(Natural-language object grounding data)
------------------------------
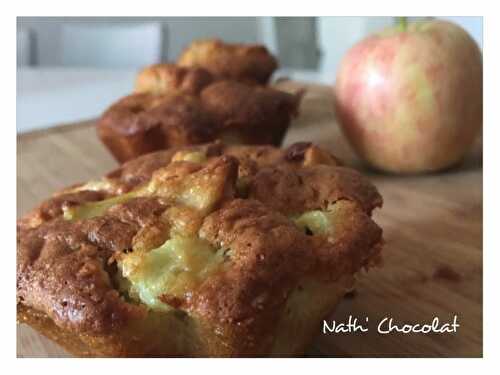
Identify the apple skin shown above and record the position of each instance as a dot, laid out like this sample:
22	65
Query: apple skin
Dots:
410	100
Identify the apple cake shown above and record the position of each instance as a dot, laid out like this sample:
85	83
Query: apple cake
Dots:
209	250
250	63
184	109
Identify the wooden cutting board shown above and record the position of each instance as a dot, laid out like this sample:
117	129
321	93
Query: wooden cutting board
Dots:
432	225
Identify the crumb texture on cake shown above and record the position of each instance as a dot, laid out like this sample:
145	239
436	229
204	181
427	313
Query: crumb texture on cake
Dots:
159	119
197	251
241	62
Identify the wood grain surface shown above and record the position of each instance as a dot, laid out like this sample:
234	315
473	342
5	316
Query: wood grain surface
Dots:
432	225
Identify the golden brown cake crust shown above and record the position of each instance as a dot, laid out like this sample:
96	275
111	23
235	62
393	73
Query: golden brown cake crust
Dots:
170	78
66	269
145	122
142	123
241	62
250	114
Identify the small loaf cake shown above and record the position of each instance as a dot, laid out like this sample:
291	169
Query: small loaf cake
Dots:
207	250
176	109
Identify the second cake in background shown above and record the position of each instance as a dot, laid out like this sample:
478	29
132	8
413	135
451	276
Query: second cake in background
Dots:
251	63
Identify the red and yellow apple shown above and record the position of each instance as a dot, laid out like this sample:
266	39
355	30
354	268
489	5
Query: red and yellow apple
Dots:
409	98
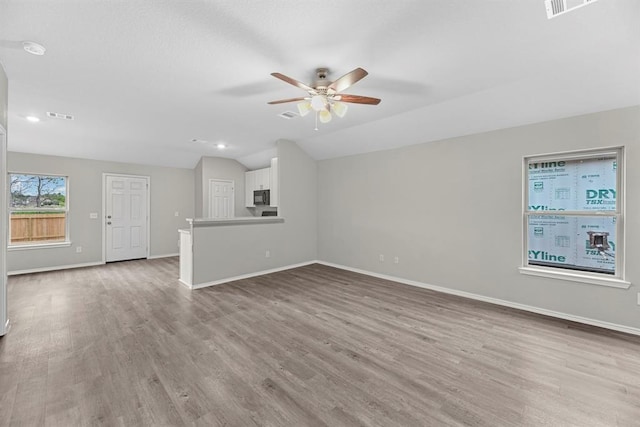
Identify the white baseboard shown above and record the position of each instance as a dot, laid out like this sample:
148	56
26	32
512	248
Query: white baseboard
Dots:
524	307
248	275
163	256
53	268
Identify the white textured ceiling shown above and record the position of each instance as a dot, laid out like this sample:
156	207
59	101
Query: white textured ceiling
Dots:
143	78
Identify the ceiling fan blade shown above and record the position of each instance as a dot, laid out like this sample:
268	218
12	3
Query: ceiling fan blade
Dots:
347	80
357	99
282	101
293	82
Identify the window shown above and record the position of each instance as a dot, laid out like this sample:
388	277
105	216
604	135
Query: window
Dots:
38	209
573	225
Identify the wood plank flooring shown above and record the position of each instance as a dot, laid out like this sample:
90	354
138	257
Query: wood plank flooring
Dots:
125	344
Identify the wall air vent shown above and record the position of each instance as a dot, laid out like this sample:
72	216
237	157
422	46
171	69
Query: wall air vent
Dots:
288	115
559	7
59	116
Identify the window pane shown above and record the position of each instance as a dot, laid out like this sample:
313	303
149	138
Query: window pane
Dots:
573	185
585	243
38	192
29	227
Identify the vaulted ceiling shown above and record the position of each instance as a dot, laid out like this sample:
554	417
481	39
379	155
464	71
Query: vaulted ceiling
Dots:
144	78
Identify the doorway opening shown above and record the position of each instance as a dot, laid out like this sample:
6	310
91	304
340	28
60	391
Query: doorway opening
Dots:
126	213
221	199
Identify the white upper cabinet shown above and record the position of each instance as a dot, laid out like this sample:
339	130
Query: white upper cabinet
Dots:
249	186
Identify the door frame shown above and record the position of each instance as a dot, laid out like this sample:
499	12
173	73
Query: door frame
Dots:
233	204
104	210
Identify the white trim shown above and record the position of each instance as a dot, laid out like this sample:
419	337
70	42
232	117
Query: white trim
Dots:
104	210
532	309
573	276
163	256
7	326
4	228
248	275
38	246
54	268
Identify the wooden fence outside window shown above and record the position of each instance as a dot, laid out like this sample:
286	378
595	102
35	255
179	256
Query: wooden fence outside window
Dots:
38	227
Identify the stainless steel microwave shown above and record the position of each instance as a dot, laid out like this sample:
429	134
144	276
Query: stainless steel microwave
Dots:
261	197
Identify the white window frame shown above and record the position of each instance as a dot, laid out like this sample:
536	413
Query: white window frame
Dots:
618	279
39	245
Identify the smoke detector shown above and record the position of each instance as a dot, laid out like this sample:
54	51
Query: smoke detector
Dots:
559	7
33	48
59	116
288	115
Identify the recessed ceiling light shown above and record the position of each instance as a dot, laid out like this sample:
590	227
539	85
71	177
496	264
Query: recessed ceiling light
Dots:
33	48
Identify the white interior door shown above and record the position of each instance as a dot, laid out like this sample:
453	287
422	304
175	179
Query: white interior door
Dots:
127	219
221	199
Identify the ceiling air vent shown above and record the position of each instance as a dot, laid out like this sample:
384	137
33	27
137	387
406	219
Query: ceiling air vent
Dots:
558	7
59	116
288	115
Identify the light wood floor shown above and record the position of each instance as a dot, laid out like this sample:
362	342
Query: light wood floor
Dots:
125	344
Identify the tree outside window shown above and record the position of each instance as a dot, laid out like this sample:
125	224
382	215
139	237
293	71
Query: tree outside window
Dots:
38	208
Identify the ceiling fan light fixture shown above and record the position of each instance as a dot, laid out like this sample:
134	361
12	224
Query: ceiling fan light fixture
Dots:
304	108
319	102
324	116
340	108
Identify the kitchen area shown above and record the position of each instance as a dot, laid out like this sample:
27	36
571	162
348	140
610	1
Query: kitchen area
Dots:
261	190
253	222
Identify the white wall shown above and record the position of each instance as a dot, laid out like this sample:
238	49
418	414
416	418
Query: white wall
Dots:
4	98
172	190
452	212
4	92
222	252
224	169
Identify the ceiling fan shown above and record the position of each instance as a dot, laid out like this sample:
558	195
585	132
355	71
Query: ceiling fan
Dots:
326	97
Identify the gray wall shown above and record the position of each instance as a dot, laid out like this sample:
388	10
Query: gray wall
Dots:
4	97
219	168
172	190
452	212
199	195
227	251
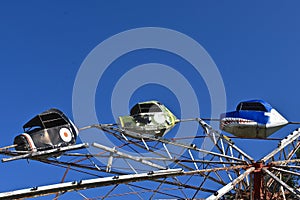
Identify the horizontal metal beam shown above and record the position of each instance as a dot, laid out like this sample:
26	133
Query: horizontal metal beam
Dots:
86	184
125	155
295	192
230	185
282	144
46	152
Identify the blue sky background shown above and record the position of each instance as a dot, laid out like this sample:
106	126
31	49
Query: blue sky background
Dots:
255	46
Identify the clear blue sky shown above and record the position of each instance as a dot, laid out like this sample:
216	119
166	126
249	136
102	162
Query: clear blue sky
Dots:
255	46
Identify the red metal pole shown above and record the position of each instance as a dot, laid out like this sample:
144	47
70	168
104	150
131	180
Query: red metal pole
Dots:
258	181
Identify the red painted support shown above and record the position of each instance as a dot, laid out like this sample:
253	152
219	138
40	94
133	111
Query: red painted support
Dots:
258	181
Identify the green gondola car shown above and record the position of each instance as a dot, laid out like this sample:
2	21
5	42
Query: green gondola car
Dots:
150	117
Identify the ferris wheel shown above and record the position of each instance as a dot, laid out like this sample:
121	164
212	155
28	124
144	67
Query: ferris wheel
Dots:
144	163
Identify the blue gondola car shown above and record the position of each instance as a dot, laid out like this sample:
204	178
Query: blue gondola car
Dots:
252	119
48	130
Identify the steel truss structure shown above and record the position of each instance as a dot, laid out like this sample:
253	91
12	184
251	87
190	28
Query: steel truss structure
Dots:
146	167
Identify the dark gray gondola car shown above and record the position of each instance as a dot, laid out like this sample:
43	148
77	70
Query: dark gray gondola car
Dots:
48	130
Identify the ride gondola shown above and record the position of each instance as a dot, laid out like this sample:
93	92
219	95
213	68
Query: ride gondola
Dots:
48	130
150	117
252	119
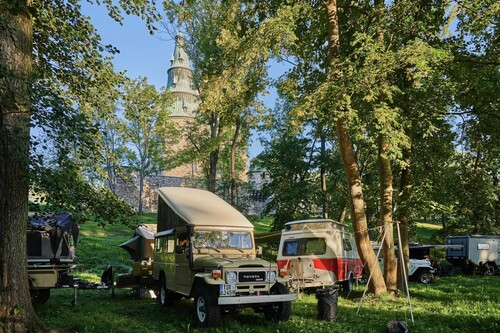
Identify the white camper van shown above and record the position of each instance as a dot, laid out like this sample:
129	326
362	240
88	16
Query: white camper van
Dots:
319	253
475	252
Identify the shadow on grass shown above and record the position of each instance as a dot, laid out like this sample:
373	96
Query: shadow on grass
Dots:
457	304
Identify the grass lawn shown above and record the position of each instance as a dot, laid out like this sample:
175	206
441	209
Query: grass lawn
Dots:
452	304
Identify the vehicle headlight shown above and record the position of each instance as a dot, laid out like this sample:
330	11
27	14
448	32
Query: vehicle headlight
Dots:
231	277
271	276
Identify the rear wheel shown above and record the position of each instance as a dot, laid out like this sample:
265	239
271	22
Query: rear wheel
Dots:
425	277
165	297
206	310
279	311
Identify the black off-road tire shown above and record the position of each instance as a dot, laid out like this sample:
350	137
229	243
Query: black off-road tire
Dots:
425	277
165	297
280	311
489	271
206	310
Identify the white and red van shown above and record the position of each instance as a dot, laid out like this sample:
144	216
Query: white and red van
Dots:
319	253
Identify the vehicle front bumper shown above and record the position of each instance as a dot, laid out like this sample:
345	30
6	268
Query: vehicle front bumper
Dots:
232	300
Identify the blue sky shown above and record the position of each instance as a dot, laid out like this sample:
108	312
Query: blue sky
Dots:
142	54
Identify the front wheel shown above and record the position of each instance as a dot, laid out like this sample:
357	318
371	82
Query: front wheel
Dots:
425	277
280	311
206	310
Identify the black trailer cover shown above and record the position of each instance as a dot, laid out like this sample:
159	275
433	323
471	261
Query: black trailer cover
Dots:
49	234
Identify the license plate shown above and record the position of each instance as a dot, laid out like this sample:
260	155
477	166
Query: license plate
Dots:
227	290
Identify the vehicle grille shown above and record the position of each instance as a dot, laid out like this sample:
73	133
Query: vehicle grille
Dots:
251	277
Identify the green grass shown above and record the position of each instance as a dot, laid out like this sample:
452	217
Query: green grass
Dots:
453	304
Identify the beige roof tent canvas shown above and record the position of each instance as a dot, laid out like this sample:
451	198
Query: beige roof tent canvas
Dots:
178	206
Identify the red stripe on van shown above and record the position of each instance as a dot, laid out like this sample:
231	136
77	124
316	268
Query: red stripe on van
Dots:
339	266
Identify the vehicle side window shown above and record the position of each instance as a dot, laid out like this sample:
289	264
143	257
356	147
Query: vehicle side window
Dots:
158	245
347	245
165	244
170	244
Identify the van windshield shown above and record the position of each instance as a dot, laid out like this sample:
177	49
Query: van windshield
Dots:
304	246
241	240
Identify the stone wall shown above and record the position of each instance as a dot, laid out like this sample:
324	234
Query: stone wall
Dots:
129	190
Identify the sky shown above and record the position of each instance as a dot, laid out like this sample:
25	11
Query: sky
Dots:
146	55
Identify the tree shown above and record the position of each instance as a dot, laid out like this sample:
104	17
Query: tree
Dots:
67	57
147	129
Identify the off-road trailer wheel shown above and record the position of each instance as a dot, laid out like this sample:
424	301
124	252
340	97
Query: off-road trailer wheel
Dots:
165	297
206	310
280	311
425	277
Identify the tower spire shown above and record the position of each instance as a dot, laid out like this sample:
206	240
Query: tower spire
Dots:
179	81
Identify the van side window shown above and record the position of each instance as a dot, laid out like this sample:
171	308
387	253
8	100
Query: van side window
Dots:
158	245
347	245
170	244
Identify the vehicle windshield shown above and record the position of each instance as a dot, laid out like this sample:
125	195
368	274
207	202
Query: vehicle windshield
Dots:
218	239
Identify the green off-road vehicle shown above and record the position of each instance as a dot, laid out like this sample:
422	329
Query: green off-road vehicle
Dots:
204	249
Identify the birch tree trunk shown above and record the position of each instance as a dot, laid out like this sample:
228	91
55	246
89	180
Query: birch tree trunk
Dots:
233	161
358	215
386	190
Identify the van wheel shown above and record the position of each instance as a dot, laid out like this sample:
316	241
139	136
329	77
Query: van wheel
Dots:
39	296
165	297
206	310
279	311
425	277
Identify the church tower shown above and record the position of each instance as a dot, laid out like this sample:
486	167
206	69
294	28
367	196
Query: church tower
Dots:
185	105
179	82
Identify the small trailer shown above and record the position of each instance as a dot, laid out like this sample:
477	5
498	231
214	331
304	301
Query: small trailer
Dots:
477	253
319	253
141	249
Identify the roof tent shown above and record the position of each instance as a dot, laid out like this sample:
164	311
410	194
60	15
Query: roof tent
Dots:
140	246
181	206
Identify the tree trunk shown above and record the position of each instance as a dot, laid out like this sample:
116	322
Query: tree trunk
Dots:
385	175
16	38
141	189
404	211
215	132
377	284
233	161
324	194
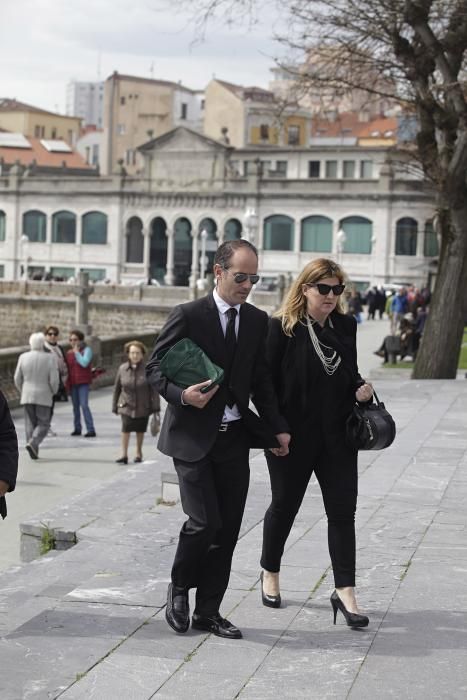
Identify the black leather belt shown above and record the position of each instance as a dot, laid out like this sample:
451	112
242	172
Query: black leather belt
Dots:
224	427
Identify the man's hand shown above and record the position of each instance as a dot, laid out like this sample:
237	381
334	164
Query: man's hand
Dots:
283	439
364	392
195	397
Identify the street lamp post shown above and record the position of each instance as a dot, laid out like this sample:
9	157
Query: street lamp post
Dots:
201	283
341	238
250	224
373	243
24	240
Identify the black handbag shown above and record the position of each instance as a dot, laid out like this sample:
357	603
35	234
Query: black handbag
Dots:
370	427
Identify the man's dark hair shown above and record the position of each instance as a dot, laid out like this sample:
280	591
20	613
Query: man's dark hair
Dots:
228	248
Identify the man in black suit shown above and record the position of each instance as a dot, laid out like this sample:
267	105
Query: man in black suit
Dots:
8	454
209	435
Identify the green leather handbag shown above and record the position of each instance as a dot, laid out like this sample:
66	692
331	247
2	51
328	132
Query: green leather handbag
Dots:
185	364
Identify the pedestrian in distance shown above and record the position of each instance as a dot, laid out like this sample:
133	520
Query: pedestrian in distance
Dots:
8	454
134	399
311	349
51	345
36	378
79	359
399	307
209	434
354	305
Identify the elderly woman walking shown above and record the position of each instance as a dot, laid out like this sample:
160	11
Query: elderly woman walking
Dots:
37	378
134	399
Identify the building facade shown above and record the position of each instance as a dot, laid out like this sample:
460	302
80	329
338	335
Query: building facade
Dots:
350	203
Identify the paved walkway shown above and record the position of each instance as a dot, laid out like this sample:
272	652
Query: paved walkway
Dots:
89	622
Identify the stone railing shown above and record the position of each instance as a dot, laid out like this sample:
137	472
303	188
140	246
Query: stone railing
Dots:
112	309
110	357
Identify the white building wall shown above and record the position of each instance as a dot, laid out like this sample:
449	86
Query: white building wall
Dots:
86	100
194	109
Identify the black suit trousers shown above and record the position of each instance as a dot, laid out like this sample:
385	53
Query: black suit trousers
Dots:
335	467
213	492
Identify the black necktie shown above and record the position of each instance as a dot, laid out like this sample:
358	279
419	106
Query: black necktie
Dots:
230	345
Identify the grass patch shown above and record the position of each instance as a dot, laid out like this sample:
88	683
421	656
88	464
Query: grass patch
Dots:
398	365
463	352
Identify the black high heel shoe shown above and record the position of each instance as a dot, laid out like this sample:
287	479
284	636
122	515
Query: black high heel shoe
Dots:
352	619
270	601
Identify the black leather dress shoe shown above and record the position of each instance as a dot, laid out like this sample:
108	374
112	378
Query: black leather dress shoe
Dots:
177	612
216	625
270	601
------------------------------
→ Task:
Filter the data, keeping only the lines that contain "patch".

→ Output:
Identify the grass patch shown above and record the position of each instance as a dot, laid out like this sample:
Query: grass patch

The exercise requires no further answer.